>> begin Materials provided

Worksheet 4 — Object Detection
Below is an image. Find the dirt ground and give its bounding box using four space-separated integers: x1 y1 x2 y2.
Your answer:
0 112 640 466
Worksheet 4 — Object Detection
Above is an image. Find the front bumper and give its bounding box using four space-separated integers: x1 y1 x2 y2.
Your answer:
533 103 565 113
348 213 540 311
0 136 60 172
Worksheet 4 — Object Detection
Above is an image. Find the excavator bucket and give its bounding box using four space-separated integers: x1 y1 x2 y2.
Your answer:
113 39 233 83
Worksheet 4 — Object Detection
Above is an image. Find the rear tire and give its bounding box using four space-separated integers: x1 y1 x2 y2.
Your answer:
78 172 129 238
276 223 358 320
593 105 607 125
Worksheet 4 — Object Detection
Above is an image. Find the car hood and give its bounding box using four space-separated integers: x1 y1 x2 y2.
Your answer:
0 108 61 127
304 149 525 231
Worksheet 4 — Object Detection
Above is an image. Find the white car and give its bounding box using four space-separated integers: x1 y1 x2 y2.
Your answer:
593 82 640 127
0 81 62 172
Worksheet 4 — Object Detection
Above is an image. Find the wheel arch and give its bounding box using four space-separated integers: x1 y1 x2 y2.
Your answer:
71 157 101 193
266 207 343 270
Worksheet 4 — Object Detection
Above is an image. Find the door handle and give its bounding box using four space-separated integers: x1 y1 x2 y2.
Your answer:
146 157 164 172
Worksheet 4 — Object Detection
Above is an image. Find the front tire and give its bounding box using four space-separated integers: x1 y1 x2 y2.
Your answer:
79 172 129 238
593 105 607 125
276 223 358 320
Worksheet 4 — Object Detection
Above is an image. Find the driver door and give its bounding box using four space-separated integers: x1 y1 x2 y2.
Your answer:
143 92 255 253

>> end Materials provided

**Aim of the task:**
Please copy all of the data above line for line, without changing anything.

**Exercise response:**
Worksheet 4 — Object Detection
Below is an image. Find the dirt ground and give its bounding box using four space-separated integers: x1 y1 x2 y2.
Your answer:
0 112 640 466
Worksheet 4 — Object Detection
Above is an image. Find the front bumper and give its bounding box using four space-separated integers: x1 y1 x2 y2.
Your answer:
533 103 565 113
348 213 540 311
0 136 60 172
Worksheet 4 — Object Detection
Above is an image. Find the excavator bucket and give its bounding box using four space-separated integers: x1 y1 x2 y2.
Your answer:
113 39 233 83
Worksheet 4 — Object Detection
Above is an image. Find the rear tire and give its bounding box using four space-separated integers: x1 y1 x2 y2.
Your answer:
78 172 129 238
276 223 358 320
593 105 607 125
Worksheet 4 — Object Detection
Above is an image. Find the car hood and give its bounding box using four space-separated integers: x1 y1 x2 y2.
Your answer:
0 108 61 127
304 149 525 231
Worksheet 4 — Object Detection
Above is an image. Find the white car and give its bounding box using four space-separated integers: x1 y1 x2 y2.
Your answer:
593 82 640 127
0 81 62 172
Worksheet 4 — Object Detection
Above is an image. Find the wheel arch and give its bounding box using four space-separated integers: x1 y1 x2 y2.
Your answer:
71 157 101 193
266 207 343 270
Worksheet 4 — Object Detection
Above is an image. Find the door handle and give its bounding box using four space-separated integers: x1 y1 x2 y2.
Your answer:
146 157 164 172
Worksheet 4 — Object Detection
Above is an image. Find the front tire and give its bounding box using four space-separated integers: x1 y1 x2 y2.
Your answer:
79 172 129 238
593 105 607 125
276 223 358 320
Worksheet 4 — Object Detection
Above is an image. Find the driver door and give its bounding box using four space-separated integers: x1 y1 x2 y2.
Your answer:
143 92 255 253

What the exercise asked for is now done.